Adolphe Quetelet (1796-1874) est un des inconnus les plus connus du monde scientifique. Mathématicien de formation littéraire, astronome par amour des étoiles filantes, statisticien soucieux de contribuer à l’épanouissement de son pays et à sa renommée internationale, cet homme a laissé son nom dans l’Histoire grâce, entre autres, à son « homme moyen », à l’indice de masse corporelle ou encore au cratère de la lune qui porte son nom.
Cet homme prudent, attaché aux bienséances sociales, est loin d’être un révolutionnaire. Pourtant, Quetelet a eu quelques moments d’audace au cours de sa vie, qui n’ont pas été vains. Nous en présentons deux d’entre eux particulièrement importants.
Le premier se passe à Paris, en septembre 1823. Quetelet est alors âgé de 27 ans. Pour en comprendre l’importance, il est nécessaire de rappeler brièvement le parcours de ce personnage durant ses premières années.
L’éclosion d’un mathématicien
En 1795, la première République française annexe les contrées belges, alors sous domination autrichienne. La population a subi depuis 1789 six régimes politiques distincts, presqu’aussi décevants les uns que les autres. La Belgique française disparaît en 1815, à l’issue de la bataille de Waterloo qui met fin à l’époque napoléonienne. Le traité de Vienne la transforme cette année-là en la partie méridionale du Royaume-Uni des Pays-Bas.
Qu’en est-il des activités scientifiques belges durant cette période de vingt ans ? Elles sont pratiquement inexistantes. L’Académie de Bruxelles, fondée en 1772 par l’Impératrice Marie-Thérèse d’Autriche, a été supprimée par les autorités françaises en 1794 ; de plus, la seule université locale, située à Louvain et devenue peu à peu moribonde, disparaît à son tour en 1797. L’enseignement élémentaire se situe à un niveau déplorable.
C’est dans ce contexte que naît, à Gand, Adolphe Quetelet, le 22 février 1796. Son père, qui possède une quincaillerie, meurt en 1803 alors que le petit Adolphe entame ses études primaires dans un établissement privé. Ses qualités de bon élève lui permettent de suivre des études secondaires essentiellement littéraires dans le lycée de Gand nouvellement créé ; Quetelet achève brillamment ces études en 1813. Mais la joie est courte ; les contrées belges sont occupées par les Prussiens et les Cosaques suite à la défaite de Napoléon à Leipzig, en octobre 1813. Quetelet trouve de petits emplois pour subvenir à ses besoins : un poste d’enseignant primaire puis un autre dans un atelier de peinture. Apprenant qu’un emploi de professeur de mathématiques élémentaires est vacant dans son ancien lycée devenu collège, il pose sa candidature et est engagé, ce qui l’arrange en raison du caractère stable de la fonction, même si l’histoire et le latin l’attirent davantage que les mathématiques. Il est nommé le jour de son 19e anniversaire, trois mois avant la bataille de Waterloo.

----------

**CONSIGNE:** Reproduisez à l'identique le passage du texte sur Adolphe Quetelet qui commence aux mots « Adolphe Quetelet (1796-1874) » et s'arrête après les mots « ses premières années. ». Les enregistrements proviennent d'une autre source.

----------

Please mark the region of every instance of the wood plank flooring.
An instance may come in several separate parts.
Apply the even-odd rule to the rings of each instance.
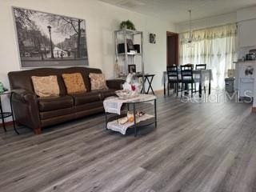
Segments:
[[[137,138],[106,130],[103,114],[41,135],[0,130],[0,191],[256,191],[251,104],[159,96],[157,108],[158,128]]]

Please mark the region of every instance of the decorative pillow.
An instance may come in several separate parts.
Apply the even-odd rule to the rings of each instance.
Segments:
[[[69,94],[86,92],[86,88],[80,73],[62,74],[62,78]]]
[[[91,90],[108,89],[106,84],[105,75],[103,74],[90,74]]]
[[[59,96],[57,76],[31,77],[34,93],[40,98]]]

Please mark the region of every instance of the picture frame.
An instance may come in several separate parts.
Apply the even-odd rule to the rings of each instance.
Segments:
[[[86,21],[13,6],[21,68],[89,66]]]
[[[150,34],[150,43],[155,44],[156,43],[156,34]]]
[[[126,39],[126,43],[127,43],[127,47],[129,50],[134,50],[134,42],[132,39],[127,38]]]
[[[128,65],[128,73],[129,74],[136,73],[136,65],[134,64]]]

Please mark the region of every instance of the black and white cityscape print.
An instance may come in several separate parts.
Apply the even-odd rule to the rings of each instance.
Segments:
[[[14,7],[22,67],[88,66],[86,21]]]

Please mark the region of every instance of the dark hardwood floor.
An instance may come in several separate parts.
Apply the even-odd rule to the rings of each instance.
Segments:
[[[41,135],[1,129],[0,191],[256,191],[251,104],[159,96],[158,114],[137,138],[103,129],[103,114]]]

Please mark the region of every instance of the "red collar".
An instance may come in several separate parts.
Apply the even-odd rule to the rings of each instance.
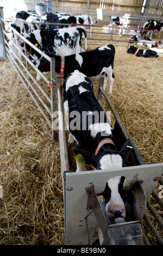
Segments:
[[[99,150],[100,150],[101,148],[104,144],[106,144],[106,143],[112,144],[113,145],[114,145],[116,147],[115,144],[114,144],[114,143],[113,142],[113,141],[112,141],[112,139],[109,139],[109,138],[106,138],[105,139],[102,139],[102,140],[99,142],[99,143],[98,144],[98,147],[97,147],[97,149],[96,149],[95,155],[97,155],[97,154],[98,154],[98,153]]]
[[[134,53],[134,55],[136,55],[137,53],[137,52],[139,52],[139,49],[137,49],[136,51],[136,52],[135,52],[135,53]]]
[[[58,74],[61,77],[64,77],[64,70],[65,70],[65,56],[61,56],[61,63],[60,66],[60,74]]]

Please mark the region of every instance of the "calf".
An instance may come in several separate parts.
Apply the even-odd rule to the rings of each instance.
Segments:
[[[104,89],[105,89],[108,81],[110,85],[109,92],[111,93],[114,78],[113,65],[115,52],[114,46],[112,45],[108,45],[97,47],[92,51],[65,56],[64,78],[65,80],[68,75],[76,69],[84,73],[88,77],[101,74],[104,77]],[[55,71],[59,73],[61,65],[61,57],[47,52],[46,53],[51,58],[55,59]],[[49,62],[44,57],[42,57],[38,69],[41,72],[49,71]],[[36,80],[39,80],[40,77],[37,75]]]
[[[109,27],[118,26],[120,28],[119,33],[121,33],[122,28],[124,26],[124,21],[125,21],[125,19],[123,17],[111,16],[110,22],[108,25],[108,26]],[[111,29],[110,29],[110,33],[111,33]]]
[[[154,48],[155,47],[158,47],[158,44],[154,41],[150,41],[146,40],[141,40],[136,44],[137,45],[144,45],[148,48]]]
[[[70,74],[64,83],[64,107],[65,112],[68,112],[70,136],[77,142],[74,149],[77,172],[86,170],[85,166],[78,162],[81,155],[85,160],[84,164],[92,164],[97,169],[109,169],[126,166],[131,151],[129,139],[124,143],[121,151],[117,150],[112,141],[110,123],[106,121],[106,115],[95,96],[92,86],[91,81],[78,70]],[[75,123],[78,127],[74,126]],[[106,214],[111,220],[127,217],[124,180],[121,176],[110,179],[103,193]]]
[[[25,21],[22,19],[17,18],[15,18],[13,20],[11,26],[20,33],[26,33],[29,34],[33,31],[39,29],[39,26],[37,24],[32,24],[29,21]]]
[[[43,52],[65,56],[84,51],[81,46],[83,33],[85,36],[86,48],[86,35],[82,28],[73,27],[52,30],[36,30],[29,35],[23,34],[22,35]],[[16,44],[24,50],[24,40],[18,36],[16,39]],[[27,51],[35,60],[36,66],[38,66],[41,56],[27,44],[26,45]]]
[[[30,15],[26,11],[20,11],[17,13],[16,14],[16,17],[18,19],[22,19],[23,20],[26,20]]]
[[[54,29],[54,28],[63,28],[65,26],[60,25],[59,23],[65,23],[63,21],[63,22],[61,22],[60,20],[62,19],[63,17],[65,19],[68,19],[70,17],[70,15],[66,15],[64,13],[52,13],[50,14],[47,14],[46,15],[43,15],[41,17],[40,21],[41,22],[45,23],[56,23],[58,24],[49,24],[48,28],[50,29]],[[42,26],[43,26],[43,25],[42,24]]]
[[[145,58],[155,57],[158,58],[159,54],[155,51],[151,50],[142,50],[136,48],[136,45],[129,46],[127,52],[136,55],[137,57],[144,57]]]
[[[152,31],[151,32],[151,35],[155,31],[163,31],[163,21],[157,21],[155,20],[149,20],[143,26],[143,29],[147,31]],[[157,32],[156,31],[156,32]],[[147,34],[148,33],[148,31],[142,31],[142,34]]]
[[[143,35],[134,35],[130,39],[129,41],[130,43],[132,43],[135,41],[139,42],[142,40],[147,40],[148,41],[151,41],[150,38],[148,38],[147,36],[143,36]]]

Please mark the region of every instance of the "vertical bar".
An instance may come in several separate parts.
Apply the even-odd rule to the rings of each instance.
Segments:
[[[57,76],[57,85],[61,84],[61,77]],[[62,106],[61,87],[57,88],[57,101],[58,101],[58,111],[59,115],[59,147],[60,151],[60,162],[62,177],[62,182],[64,181],[64,172],[69,170],[69,161],[67,147],[66,137],[65,130],[65,122],[63,115],[63,109]]]
[[[51,61],[51,84],[55,85],[55,59],[52,58]],[[51,100],[52,100],[52,140],[56,138],[56,131],[54,130],[54,112],[55,111],[55,90],[51,88]]]
[[[103,76],[100,76],[98,79],[98,88],[97,88],[97,100],[101,101],[102,93],[99,89],[100,87],[103,87],[104,86],[104,78]]]

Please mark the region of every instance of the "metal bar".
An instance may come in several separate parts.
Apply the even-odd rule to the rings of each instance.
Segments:
[[[149,243],[149,241],[148,240],[147,237],[146,236],[143,231],[142,231],[142,234],[143,234],[143,242],[146,245],[151,245],[151,243]]]
[[[6,48],[6,50],[8,51],[8,53],[9,53],[9,50],[7,48]],[[28,70],[27,70],[27,69],[26,68],[26,66],[24,65],[24,64],[21,62],[21,60],[20,60],[20,59],[18,58],[18,57],[16,56],[16,54],[15,53],[15,52],[12,51],[12,49],[11,49],[12,52],[12,53],[14,53],[14,55],[15,56],[15,58],[17,59],[17,60],[18,61],[18,62],[20,63],[20,64],[22,65],[22,66],[23,68],[23,69],[24,69],[24,70],[26,71],[26,72],[27,73],[28,75],[29,75],[29,76],[30,77],[30,78],[32,79],[34,79],[34,77],[33,77],[33,76],[30,74],[30,73],[28,71]],[[21,70],[21,69],[20,69]],[[29,82],[29,81],[28,80],[28,78],[26,77],[26,76],[24,75],[24,74],[22,72],[22,71],[21,70],[21,73],[22,74],[22,75],[23,76],[24,78],[26,80],[26,82],[28,83],[28,86],[30,86],[30,87],[31,88],[31,89],[33,90],[33,91],[34,92],[34,93],[35,93],[35,95],[37,96],[37,97],[38,98],[38,99],[40,100],[40,102],[41,102],[42,105],[43,106],[43,107],[45,107],[45,108],[46,109],[46,110],[47,111],[47,112],[50,114],[51,115],[51,111],[50,109],[49,109],[49,108],[48,107],[48,106],[47,106],[47,105],[44,102],[44,101],[42,100],[42,99],[41,98],[41,97],[40,96],[39,94],[38,94],[38,93],[36,91],[36,90],[35,89],[35,88],[33,87],[33,86],[32,86],[32,83]]]
[[[51,59],[51,84],[55,85],[55,59]],[[54,129],[54,121],[55,111],[56,109],[55,106],[55,90],[51,87],[51,108],[52,108],[52,138],[54,140],[54,138],[57,137],[56,131]]]
[[[42,109],[42,108],[41,108],[40,106],[39,105],[39,104],[38,103],[38,102],[36,101],[36,100],[35,100],[35,97],[34,97],[33,94],[31,93],[30,90],[29,89],[29,88],[28,88],[28,86],[26,85],[26,83],[24,82],[24,80],[23,80],[23,78],[22,78],[22,77],[21,76],[20,73],[18,72],[18,70],[16,69],[15,66],[17,66],[17,68],[18,68],[18,65],[17,64],[16,62],[15,62],[15,59],[14,59],[12,56],[11,56],[11,58],[12,59],[11,60],[10,57],[9,56],[9,55],[8,54],[8,53],[7,54],[7,57],[9,58],[11,64],[12,65],[14,68],[15,69],[15,71],[16,71],[18,76],[19,76],[20,78],[21,79],[21,81],[22,82],[23,84],[24,84],[24,87],[26,87],[27,90],[28,91],[29,94],[30,95],[30,96],[31,96],[32,99],[33,100],[34,102],[35,102],[35,103],[36,104],[36,105],[37,106],[37,108],[39,108],[39,109],[40,110],[40,111],[41,112],[41,114],[42,114],[42,115],[43,116],[43,117],[45,118],[45,119],[46,119],[46,120],[47,121],[47,122],[48,123],[48,124],[49,124],[49,126],[51,127],[51,128],[52,128],[52,125],[51,125],[51,122],[49,121],[49,119],[47,118],[47,116],[45,115]],[[13,63],[13,62],[14,63],[14,64]]]
[[[92,210],[93,211],[103,234],[103,241],[102,245],[106,245],[108,244],[109,240],[108,224],[96,194],[93,185],[86,187],[85,191],[87,196],[87,203],[86,209],[87,210]]]
[[[6,34],[5,32],[4,31],[4,32],[5,33],[5,34]],[[6,34],[7,36],[8,36],[8,39],[9,39],[9,36],[8,36],[8,35],[7,35]],[[5,40],[5,42],[7,44],[7,46],[9,47],[9,48],[10,48],[10,49],[11,49],[9,45],[8,44],[7,41]],[[14,42],[12,41],[12,44],[14,45],[14,46],[17,48],[17,50],[18,50],[18,51],[21,53],[21,54],[22,55],[22,56],[28,62],[28,63],[30,64],[30,65],[34,68],[34,69],[37,71],[38,72],[39,71],[39,74],[40,74],[40,75],[43,77],[44,80],[45,81],[45,82],[47,82],[47,83],[48,84],[49,83],[49,80],[48,79],[47,79],[46,77],[45,77],[45,76],[44,76],[42,74],[40,71],[40,70],[37,69],[35,66],[35,65],[29,59],[29,58],[28,58],[28,57],[27,57],[26,56],[26,54],[24,54],[22,52],[21,52],[21,51],[20,50],[20,49],[19,48],[19,47]],[[28,74],[29,75],[29,74]],[[46,99],[48,101],[48,102],[51,103],[51,99],[49,98],[49,97],[47,95],[47,94],[45,92],[45,91],[42,89],[42,88],[41,87],[41,86],[40,86],[40,84],[37,82],[37,81],[35,80],[35,79],[33,77],[33,76],[30,75],[30,77],[32,77],[32,80],[33,80],[33,81],[34,82],[34,83],[35,83],[35,84],[37,86],[38,88],[40,89],[40,90],[42,93],[42,94],[43,94],[43,95],[45,96],[45,97],[46,98]]]
[[[57,76],[57,85],[61,85],[61,77]],[[61,94],[61,87],[57,89],[58,111],[59,115],[59,137],[60,151],[61,168],[64,177],[64,172],[70,170],[68,155],[67,151],[66,137],[65,130],[65,124],[63,116],[63,109]]]
[[[51,58],[46,55],[43,52],[41,51],[41,50],[38,49],[34,45],[33,45],[32,42],[29,42],[27,39],[26,39],[25,38],[24,38],[22,35],[21,35],[17,31],[16,31],[16,29],[13,28],[11,26],[10,26],[7,22],[6,22],[3,19],[2,19],[2,20],[3,21],[3,22],[7,25],[13,32],[18,35],[21,38],[22,38],[25,42],[26,42],[30,46],[32,46],[35,51],[36,51],[39,53],[40,53],[42,56],[44,57],[49,62],[51,62]]]

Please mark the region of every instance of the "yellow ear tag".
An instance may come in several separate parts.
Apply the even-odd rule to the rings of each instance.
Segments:
[[[78,155],[76,156],[75,159],[79,163],[80,166],[92,166],[92,164],[88,164],[87,163],[85,163],[85,158],[80,154],[79,154]]]

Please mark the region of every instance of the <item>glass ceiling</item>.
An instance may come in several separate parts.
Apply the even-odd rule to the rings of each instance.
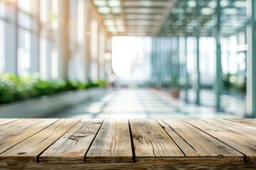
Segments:
[[[113,35],[193,36],[198,23],[201,36],[212,36],[216,25],[216,0],[92,1]],[[246,27],[246,0],[221,0],[220,5],[224,36]]]

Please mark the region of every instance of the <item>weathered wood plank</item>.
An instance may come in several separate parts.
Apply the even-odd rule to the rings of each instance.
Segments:
[[[104,120],[85,159],[86,163],[132,162],[128,120]]]
[[[256,119],[236,118],[236,119],[226,119],[226,120],[228,120],[233,121],[233,122],[240,123],[243,125],[247,125],[256,127]]]
[[[243,154],[247,161],[256,162],[255,139],[220,127],[210,120],[185,120],[185,121]]]
[[[256,139],[256,127],[223,119],[213,119],[210,121],[216,125],[224,127],[230,130]]]
[[[135,162],[170,162],[184,154],[155,120],[131,119]]]
[[[85,163],[85,155],[103,120],[82,120],[48,148],[40,163]]]
[[[2,164],[0,169],[26,170],[169,170],[169,169],[255,169],[256,164]]]
[[[7,124],[9,123],[11,123],[11,122],[14,122],[18,120],[18,119],[0,119],[0,125],[4,125],[4,124]]]
[[[183,150],[187,157],[187,161],[189,159],[194,162],[197,161],[195,158],[189,158],[194,157],[193,154],[190,155],[190,152],[187,153],[187,150],[193,148],[198,154],[198,157],[209,157],[215,161],[220,162],[225,160],[223,159],[223,157],[230,157],[233,158],[234,163],[235,162],[243,162],[242,154],[181,120],[164,119],[162,120],[162,121],[159,120],[158,122],[162,127],[164,127],[164,130],[169,134],[171,137],[172,137],[172,134],[174,131],[188,144],[186,147]],[[174,142],[176,142],[176,138],[173,139]],[[181,149],[183,149],[181,147],[183,147],[183,146],[180,144],[180,143],[178,144],[178,145]],[[206,159],[206,160],[210,159],[210,158]],[[218,159],[216,158],[219,159]],[[201,159],[199,159],[198,161],[202,163]],[[228,161],[230,162],[230,159],[228,159]],[[206,162],[205,163],[208,163]]]
[[[36,163],[37,157],[80,120],[63,119],[0,154],[1,162]]]
[[[165,120],[166,119],[164,119]],[[162,128],[166,131],[168,135],[171,137],[174,142],[178,146],[178,147],[182,150],[186,157],[198,157],[199,154],[189,144],[184,140],[176,131],[174,128],[171,128],[169,125],[163,122],[160,119],[156,120]]]
[[[0,154],[59,119],[20,119],[0,126]]]

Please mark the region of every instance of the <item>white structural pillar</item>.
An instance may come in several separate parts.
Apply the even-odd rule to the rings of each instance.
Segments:
[[[68,79],[68,0],[58,0],[58,78]]]
[[[247,41],[249,45],[247,60],[247,112],[249,118],[256,118],[256,2],[247,1],[248,18],[250,24],[247,27]]]
[[[85,76],[87,81],[91,80],[91,9],[92,4],[89,1],[85,1],[85,42],[84,42],[84,55],[85,55]]]
[[[16,1],[9,1],[6,3],[6,19],[5,33],[5,72],[17,74],[18,68],[18,4]]]
[[[35,9],[39,8],[39,1],[32,1],[32,6]],[[31,60],[30,73],[39,72],[39,60],[40,60],[40,12],[36,10],[35,15],[36,19],[33,23],[33,28],[35,28],[35,32],[31,35]]]

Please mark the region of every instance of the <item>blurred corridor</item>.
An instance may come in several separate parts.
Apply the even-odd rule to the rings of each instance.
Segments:
[[[208,95],[210,98],[213,96],[213,94]],[[235,101],[240,103],[239,100]],[[230,98],[223,98],[223,101],[230,102]],[[214,105],[214,103],[212,104]],[[232,106],[234,103],[226,103],[227,108]],[[235,106],[235,108],[244,110],[242,104]],[[214,107],[188,104],[171,98],[163,91],[151,89],[118,89],[110,91],[102,98],[80,104],[46,118],[237,118],[242,116],[244,115],[237,110],[230,113],[228,110],[226,113],[216,112]]]
[[[0,0],[0,117],[256,118],[255,8]]]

----------

**RÉPONSE COMPLÈTE:**
Adolphe Quetelet (1796-1874) est un des inconnus les plus connus du monde scientifique. Mathématicien de formation littéraire, astronome par amour des étoiles filantes, statisticien soucieux de contribuer à l’épanouissement de son pays et à sa renommée internationale, cet homme a laissé son nom dans l’Histoire grâce, entre autres, à son « homme moyen », à l’indice de masse corporelle ou encore au cratère de la lune qui porte son nom.
Cet homme prudent, attaché aux bienséances sociales, est loin d’être un révolutionnaire. Pourtant, Quetelet a eu quelques moments d’audace au cours de sa vie, qui n’ont pas été vains. Nous en présentons deux d’entre eux particulièrement importants.
Le premier se passe à Paris, en septembre 1823. Quetelet est alors âgé de 27 ans. Pour en comprendre l’importance, il est nécessaire de rappeler brièvement le parcours de ce personnage durant ses premières années.